■ STATED EXERCISE ■
Gather every line in the listing below that contains the string "instance". Matches must agree in case.

##### EXTRACTED RECORDS

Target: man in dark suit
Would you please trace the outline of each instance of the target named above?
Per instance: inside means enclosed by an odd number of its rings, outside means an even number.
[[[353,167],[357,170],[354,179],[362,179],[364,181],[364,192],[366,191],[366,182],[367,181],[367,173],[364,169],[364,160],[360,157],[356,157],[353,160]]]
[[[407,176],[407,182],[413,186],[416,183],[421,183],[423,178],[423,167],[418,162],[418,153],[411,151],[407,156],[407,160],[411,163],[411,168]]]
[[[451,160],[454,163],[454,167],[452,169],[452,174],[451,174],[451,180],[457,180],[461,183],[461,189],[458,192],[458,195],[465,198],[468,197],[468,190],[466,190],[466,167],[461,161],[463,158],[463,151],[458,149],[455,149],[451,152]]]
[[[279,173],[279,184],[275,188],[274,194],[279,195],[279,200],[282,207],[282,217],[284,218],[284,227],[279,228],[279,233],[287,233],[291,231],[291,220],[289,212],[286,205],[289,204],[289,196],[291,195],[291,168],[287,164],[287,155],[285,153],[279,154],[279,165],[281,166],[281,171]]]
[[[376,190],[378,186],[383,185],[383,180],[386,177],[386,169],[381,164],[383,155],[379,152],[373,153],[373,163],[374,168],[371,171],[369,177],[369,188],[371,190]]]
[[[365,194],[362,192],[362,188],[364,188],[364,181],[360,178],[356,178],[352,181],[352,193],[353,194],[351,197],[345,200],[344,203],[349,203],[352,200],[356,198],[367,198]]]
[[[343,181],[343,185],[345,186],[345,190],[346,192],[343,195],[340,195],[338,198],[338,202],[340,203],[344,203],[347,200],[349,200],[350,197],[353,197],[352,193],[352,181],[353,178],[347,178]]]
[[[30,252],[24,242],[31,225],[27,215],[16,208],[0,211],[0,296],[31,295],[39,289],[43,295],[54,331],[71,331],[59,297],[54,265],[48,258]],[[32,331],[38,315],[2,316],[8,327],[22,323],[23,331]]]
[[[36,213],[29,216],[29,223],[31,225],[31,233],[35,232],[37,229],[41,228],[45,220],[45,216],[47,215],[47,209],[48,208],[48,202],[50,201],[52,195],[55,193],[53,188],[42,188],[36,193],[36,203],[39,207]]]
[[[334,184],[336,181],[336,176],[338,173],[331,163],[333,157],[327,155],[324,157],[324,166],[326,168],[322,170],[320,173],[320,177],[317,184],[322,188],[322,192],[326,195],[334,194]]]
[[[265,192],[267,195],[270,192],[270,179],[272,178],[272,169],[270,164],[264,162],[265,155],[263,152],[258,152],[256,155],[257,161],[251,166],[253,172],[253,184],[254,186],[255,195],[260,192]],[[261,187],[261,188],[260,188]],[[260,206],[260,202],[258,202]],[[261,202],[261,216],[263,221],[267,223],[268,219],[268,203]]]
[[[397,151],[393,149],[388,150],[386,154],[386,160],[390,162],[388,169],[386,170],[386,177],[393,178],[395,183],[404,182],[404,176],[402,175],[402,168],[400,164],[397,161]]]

##########

■ THE COMPLETED TASK ■
Would you please trace the outline of each instance of the target named above?
Per instance: inside means enclosed by an odd number of its rings, outside means an even number.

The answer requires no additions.